## begin Excerpted data
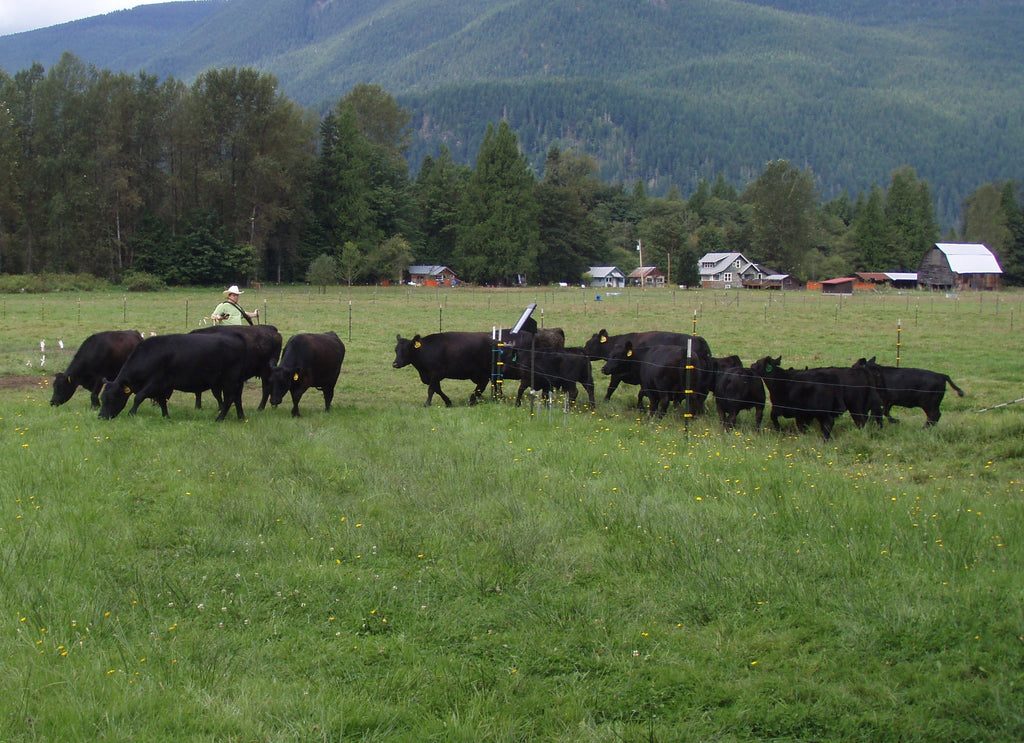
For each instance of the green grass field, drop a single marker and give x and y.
(391, 572)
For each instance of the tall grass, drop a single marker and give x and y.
(392, 572)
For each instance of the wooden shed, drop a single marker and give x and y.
(839, 286)
(960, 266)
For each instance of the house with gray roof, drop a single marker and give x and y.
(606, 276)
(734, 270)
(432, 275)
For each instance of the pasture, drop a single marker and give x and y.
(388, 572)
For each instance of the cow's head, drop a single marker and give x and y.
(767, 366)
(64, 388)
(404, 350)
(597, 346)
(281, 381)
(620, 359)
(114, 398)
(873, 372)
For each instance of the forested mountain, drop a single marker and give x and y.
(659, 90)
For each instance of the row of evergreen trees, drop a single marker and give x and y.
(225, 179)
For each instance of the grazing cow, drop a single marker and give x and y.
(860, 394)
(909, 388)
(310, 359)
(802, 394)
(601, 346)
(262, 351)
(100, 356)
(548, 368)
(660, 370)
(180, 361)
(738, 389)
(452, 355)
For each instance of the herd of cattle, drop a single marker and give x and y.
(668, 367)
(116, 364)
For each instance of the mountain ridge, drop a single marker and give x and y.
(852, 90)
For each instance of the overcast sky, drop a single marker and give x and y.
(18, 15)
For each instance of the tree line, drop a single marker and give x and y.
(226, 179)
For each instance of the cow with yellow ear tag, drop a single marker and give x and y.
(309, 359)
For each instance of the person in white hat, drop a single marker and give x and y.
(229, 312)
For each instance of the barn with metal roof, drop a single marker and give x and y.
(960, 266)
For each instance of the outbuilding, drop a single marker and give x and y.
(843, 285)
(958, 266)
(646, 276)
(432, 275)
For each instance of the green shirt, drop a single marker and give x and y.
(232, 311)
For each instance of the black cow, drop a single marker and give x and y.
(909, 388)
(601, 346)
(452, 355)
(860, 394)
(802, 394)
(310, 359)
(660, 370)
(180, 361)
(100, 356)
(738, 389)
(262, 351)
(545, 337)
(548, 368)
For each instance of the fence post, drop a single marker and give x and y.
(688, 384)
(899, 331)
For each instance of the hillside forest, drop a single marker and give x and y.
(226, 179)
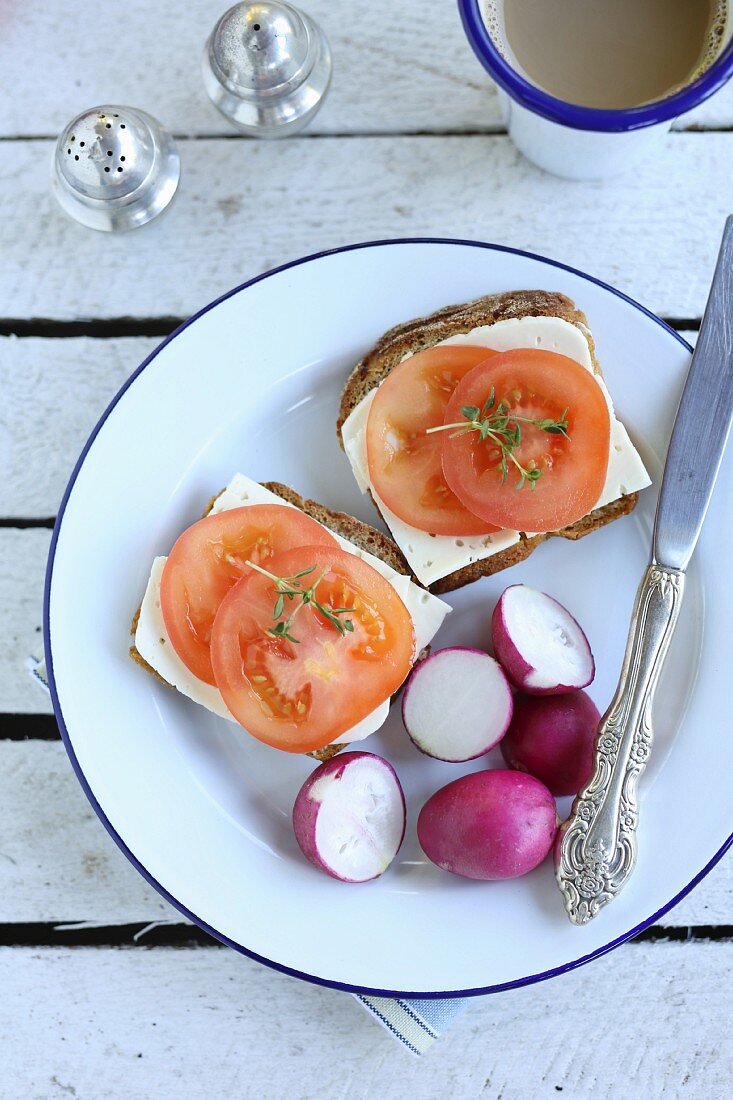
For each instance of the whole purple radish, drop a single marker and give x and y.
(538, 642)
(349, 816)
(551, 737)
(489, 825)
(457, 704)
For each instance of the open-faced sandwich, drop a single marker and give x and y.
(484, 429)
(297, 622)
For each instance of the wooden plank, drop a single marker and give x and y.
(22, 569)
(250, 207)
(58, 865)
(394, 72)
(53, 393)
(645, 1021)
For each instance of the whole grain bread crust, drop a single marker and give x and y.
(363, 536)
(425, 332)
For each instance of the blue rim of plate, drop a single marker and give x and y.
(573, 114)
(364, 990)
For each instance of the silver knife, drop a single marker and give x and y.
(597, 849)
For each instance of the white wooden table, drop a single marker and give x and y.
(104, 990)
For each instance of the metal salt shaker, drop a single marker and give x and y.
(266, 67)
(115, 167)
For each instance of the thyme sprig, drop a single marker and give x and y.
(292, 587)
(504, 429)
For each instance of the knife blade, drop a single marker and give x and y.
(702, 424)
(595, 851)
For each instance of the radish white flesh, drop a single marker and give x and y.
(457, 704)
(349, 816)
(539, 645)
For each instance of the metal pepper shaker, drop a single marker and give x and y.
(266, 67)
(115, 167)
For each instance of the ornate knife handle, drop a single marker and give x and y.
(597, 848)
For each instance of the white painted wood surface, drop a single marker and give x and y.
(409, 144)
(247, 207)
(397, 69)
(181, 1024)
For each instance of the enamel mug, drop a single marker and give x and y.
(583, 142)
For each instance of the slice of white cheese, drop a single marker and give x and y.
(433, 557)
(154, 646)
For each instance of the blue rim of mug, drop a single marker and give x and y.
(573, 114)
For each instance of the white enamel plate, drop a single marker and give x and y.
(252, 385)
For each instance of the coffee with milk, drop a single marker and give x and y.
(612, 54)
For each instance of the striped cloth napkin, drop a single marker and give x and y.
(416, 1023)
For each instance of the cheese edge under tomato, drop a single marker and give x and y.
(433, 557)
(154, 646)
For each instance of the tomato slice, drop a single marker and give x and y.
(209, 558)
(299, 695)
(404, 462)
(533, 384)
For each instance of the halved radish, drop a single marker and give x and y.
(538, 644)
(457, 704)
(349, 816)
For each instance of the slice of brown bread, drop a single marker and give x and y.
(363, 536)
(427, 331)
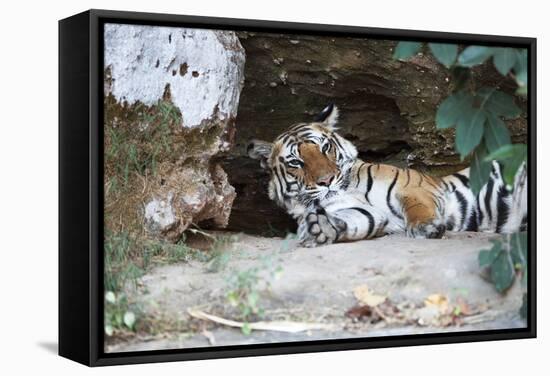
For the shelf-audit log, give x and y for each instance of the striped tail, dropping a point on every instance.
(496, 208)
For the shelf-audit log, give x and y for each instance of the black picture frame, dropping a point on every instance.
(81, 188)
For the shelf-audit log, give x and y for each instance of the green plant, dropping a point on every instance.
(506, 258)
(477, 113)
(244, 287)
(137, 145)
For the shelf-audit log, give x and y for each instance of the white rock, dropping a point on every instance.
(159, 216)
(203, 68)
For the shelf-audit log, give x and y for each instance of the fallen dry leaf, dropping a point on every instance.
(365, 296)
(439, 301)
(359, 312)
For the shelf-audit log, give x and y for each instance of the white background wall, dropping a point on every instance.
(28, 199)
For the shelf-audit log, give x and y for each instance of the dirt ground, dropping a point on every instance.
(388, 286)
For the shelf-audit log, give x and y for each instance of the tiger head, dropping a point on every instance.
(308, 162)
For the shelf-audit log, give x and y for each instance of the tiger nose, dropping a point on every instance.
(325, 180)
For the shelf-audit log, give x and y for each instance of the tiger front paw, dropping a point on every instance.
(430, 230)
(316, 229)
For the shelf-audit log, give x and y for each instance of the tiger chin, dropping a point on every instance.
(334, 196)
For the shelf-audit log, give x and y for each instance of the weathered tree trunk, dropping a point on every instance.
(200, 74)
(387, 108)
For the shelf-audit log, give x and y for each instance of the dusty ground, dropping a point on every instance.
(317, 286)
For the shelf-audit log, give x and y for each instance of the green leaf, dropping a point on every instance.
(405, 50)
(505, 152)
(479, 169)
(110, 297)
(523, 309)
(444, 53)
(520, 68)
(452, 108)
(502, 272)
(474, 55)
(504, 59)
(499, 103)
(129, 319)
(522, 90)
(496, 134)
(469, 131)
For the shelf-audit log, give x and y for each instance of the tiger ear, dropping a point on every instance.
(261, 150)
(329, 116)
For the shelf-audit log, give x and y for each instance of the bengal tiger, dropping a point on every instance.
(334, 196)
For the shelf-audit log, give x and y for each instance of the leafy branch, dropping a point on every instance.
(478, 115)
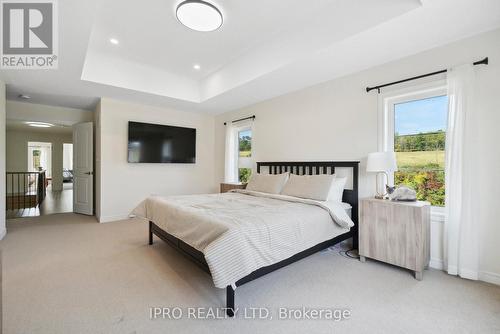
## end Excerpted data
Instruction
Count the lines of the material above that contain the string "slice", matching case exactly, and reply with the number alone.

Task solution
3